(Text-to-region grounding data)
►

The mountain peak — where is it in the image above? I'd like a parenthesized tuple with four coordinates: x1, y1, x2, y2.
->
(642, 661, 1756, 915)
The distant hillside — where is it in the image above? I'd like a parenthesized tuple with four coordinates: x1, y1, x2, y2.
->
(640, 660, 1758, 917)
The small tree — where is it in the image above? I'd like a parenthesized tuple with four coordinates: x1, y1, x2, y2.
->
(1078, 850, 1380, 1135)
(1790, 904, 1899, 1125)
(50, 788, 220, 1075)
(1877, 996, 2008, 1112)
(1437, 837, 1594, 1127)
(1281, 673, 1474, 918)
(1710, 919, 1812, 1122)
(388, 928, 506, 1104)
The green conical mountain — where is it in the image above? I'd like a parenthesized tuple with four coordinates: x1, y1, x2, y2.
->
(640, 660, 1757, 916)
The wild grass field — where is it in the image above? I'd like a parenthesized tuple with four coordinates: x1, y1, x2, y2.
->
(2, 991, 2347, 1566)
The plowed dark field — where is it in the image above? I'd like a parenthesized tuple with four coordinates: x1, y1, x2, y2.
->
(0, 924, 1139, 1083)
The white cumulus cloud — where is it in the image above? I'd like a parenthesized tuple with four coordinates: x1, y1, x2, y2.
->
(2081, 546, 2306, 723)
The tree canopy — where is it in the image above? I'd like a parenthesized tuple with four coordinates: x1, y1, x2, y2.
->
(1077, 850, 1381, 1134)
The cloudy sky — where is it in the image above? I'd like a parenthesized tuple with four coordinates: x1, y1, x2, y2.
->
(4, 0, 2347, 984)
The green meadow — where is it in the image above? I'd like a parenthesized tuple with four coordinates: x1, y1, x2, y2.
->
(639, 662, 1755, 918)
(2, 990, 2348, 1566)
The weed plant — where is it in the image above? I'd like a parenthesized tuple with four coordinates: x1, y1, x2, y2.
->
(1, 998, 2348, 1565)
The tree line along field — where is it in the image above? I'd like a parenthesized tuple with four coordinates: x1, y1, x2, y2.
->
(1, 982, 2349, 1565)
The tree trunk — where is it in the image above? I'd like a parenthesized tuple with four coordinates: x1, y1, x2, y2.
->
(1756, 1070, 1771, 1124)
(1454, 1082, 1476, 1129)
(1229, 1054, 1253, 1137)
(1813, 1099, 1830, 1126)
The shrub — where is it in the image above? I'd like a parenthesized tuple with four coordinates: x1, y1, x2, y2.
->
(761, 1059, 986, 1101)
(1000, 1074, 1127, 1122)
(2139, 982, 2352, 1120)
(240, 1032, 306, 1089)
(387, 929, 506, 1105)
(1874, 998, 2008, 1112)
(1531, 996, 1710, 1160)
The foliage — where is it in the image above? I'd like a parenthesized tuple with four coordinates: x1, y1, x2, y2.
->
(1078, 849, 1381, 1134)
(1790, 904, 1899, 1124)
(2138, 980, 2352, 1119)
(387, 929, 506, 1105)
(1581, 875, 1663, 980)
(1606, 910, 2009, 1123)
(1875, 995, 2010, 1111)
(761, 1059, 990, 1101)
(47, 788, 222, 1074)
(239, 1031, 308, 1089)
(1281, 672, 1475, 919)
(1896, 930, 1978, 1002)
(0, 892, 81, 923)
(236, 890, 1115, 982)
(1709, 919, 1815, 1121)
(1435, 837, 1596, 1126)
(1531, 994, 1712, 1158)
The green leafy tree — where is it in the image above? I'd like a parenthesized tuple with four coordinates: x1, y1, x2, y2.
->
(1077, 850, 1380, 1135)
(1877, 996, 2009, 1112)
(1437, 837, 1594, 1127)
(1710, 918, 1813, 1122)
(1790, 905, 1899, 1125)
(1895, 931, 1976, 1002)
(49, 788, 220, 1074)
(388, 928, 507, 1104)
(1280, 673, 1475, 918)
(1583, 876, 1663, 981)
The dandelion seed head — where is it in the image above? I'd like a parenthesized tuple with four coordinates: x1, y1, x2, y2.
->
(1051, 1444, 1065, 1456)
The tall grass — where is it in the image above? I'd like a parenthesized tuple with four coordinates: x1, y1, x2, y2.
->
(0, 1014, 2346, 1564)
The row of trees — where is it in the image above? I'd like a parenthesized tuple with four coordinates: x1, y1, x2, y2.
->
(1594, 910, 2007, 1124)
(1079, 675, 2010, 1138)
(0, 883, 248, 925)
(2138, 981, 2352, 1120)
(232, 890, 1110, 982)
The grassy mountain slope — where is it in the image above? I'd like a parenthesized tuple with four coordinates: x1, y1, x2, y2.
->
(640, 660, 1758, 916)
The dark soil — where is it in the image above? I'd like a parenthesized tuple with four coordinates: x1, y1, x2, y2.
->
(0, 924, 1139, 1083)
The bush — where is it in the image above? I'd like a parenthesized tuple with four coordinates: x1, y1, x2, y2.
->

◄

What is expected → All lines that hold the word "dark" should be copied from the data.

Result for this task →
The plowed dark field — where is it in the image above? I'd like a parenthesized tuple with four coordinates: x1, y1, x2, y2.
The dark soil — where is it in the image above? I'd like a parenthesized tuple with four coordinates: x1, y1, x2, y2.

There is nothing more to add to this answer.